• _Supplied passage_

Is anyone in the regulatory authorities worried about Seralini's data?
Claire Robinson
Co-author of new study showing the regulatory failure that led to approval of glyphosate

Since Seralini's data on the toxic effects of GM maize and Roundup were published in September, one government agency after another has come out with a statement with a message equivalent to "Nothing to see here, move along please," while chucking Seralini's study into the waste bin.

But this isn't the message I'm getting from independent scientists and experts. Everyone, including those who point out that Seralini's study, like all studies, has flaws and limitations, has said that his data must be taken seriously and that there is plenty of cause for concern about these products.

I couldn't help but wonder: is there anyone in any regulatory authority who is the least bit worried by Seralini's data? Not to mention all the other studies by independent scientists showing a link between Roundup and birth defects, some types of cancer, reproductive problems, neurological disease, and a host of other ills?

An inside source tells me that there are now people in EU and member state regulatory authorities who are "very concerned" about the safety of glyphosate and GM Roundup Ready crops. But accepting that there is a risk is now a major political problem for governments and their agencies.

• _Activity 1_
According to the piece on Seralini's data, what message have government agencies been giving in their statements since the data were published?
• _Activity 2_
Carry on the piece about regulators and Seralini's data from the point where it stops.
The lines that follow aren't needed for anything here.

• _Supplied material_
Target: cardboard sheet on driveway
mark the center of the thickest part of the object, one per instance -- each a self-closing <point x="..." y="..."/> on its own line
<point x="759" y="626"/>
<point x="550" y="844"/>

• _Task result 1_
Their statements amount to "Nothing to see here, move along please," while they dismiss Seralini's study.

• _Task result 2_
If the European Food Safety Authority (EFSA) and national regulatory bodies were to accept even that there is a need to do further tests, they would be under pressure to ban the import of GM crops immediately.

This would mean, in their view, that
(a) we would not have enough livestock feed in Europe (our pig and chicken production in particular would have major commercial problems) and
(b) Europe would face a trade war with the USA.

This fits with what Maria Rodale, CEO of the health and organic products company Rodale Inc in the US said about President Obama's less than decisive action on GMO labelling:

"Yes, he's got a chef in the kitchen who primarily uses organic foods. But he's also got the iron fist of the massive, mean, and all-pervasive Monsanto lobby he has to deal with. Trust me, what I've heard from insiders is that it's even worse than you imagine. People in Washington are scared of them."

Since the GM industry has effectively tied the hands of our governments and regulators, it's down to us, as consumers, to take action. How? We can stop listening to regulatory "assurances" about the safety of substances and make our own minds up. We can eat organic, as organic production bans the use of GM seeds. And we can minimise our intake of the major GM crops - corn, soy, and canola. Spread the word.